- Problem statement -
Your answer must be an exact repetition of every record.

- Provided data -
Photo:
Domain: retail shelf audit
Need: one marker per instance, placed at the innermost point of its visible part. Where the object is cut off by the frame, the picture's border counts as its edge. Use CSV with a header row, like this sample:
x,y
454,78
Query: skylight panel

- Your solution -
Photo:
Domain: retail shelf audit
Need: one marker per instance, placed at the innermost point of its visible part. Where the object is cut off by the frame, the picture's border counts as its edge. Use CSV with a header row, like this sample:
x,y
454,78
Query: skylight panel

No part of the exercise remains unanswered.